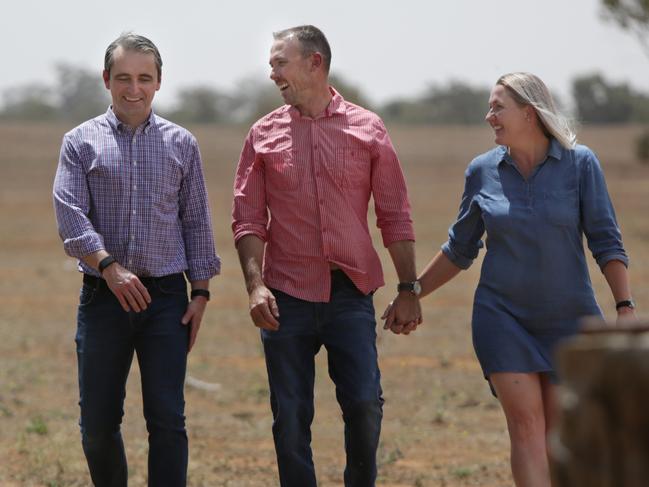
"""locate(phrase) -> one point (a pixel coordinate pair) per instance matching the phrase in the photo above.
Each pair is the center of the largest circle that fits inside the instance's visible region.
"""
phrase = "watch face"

==

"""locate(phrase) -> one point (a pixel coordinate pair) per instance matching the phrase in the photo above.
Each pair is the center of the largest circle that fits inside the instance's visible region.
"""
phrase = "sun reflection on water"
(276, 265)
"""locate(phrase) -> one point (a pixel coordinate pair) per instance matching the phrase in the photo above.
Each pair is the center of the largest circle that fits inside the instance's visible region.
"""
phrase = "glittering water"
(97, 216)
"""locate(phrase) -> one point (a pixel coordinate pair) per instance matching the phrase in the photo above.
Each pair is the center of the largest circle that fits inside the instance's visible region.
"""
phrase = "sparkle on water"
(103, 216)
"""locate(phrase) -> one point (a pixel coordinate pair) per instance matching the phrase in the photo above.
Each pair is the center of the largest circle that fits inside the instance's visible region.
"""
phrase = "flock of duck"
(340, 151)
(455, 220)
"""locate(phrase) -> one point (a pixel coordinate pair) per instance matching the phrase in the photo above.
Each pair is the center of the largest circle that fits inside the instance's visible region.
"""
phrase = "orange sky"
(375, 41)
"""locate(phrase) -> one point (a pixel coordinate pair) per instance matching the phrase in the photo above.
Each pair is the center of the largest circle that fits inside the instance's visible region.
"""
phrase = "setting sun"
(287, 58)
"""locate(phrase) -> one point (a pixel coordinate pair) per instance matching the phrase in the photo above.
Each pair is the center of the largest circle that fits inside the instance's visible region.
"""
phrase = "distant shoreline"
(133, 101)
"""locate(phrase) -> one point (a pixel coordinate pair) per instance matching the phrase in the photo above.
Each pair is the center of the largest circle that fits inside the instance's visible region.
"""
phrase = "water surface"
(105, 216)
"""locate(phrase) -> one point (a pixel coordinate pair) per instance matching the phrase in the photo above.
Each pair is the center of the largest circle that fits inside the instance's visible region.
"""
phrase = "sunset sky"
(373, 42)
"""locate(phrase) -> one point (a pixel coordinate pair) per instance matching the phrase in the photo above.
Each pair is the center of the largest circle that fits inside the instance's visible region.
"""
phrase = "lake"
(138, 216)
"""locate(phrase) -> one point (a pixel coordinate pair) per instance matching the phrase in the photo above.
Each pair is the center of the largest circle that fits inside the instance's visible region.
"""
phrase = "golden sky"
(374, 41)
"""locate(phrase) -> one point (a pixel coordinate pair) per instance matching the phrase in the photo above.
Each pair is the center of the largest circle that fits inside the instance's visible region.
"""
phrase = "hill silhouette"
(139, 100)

Your instructions —
Extract every line above that contains the word "water", and copy each one in full.

Written answer —
phrase = "sun reflection on water"
phrase = "glittering water"
phrase = "sparkle on water"
phrase = "water surface"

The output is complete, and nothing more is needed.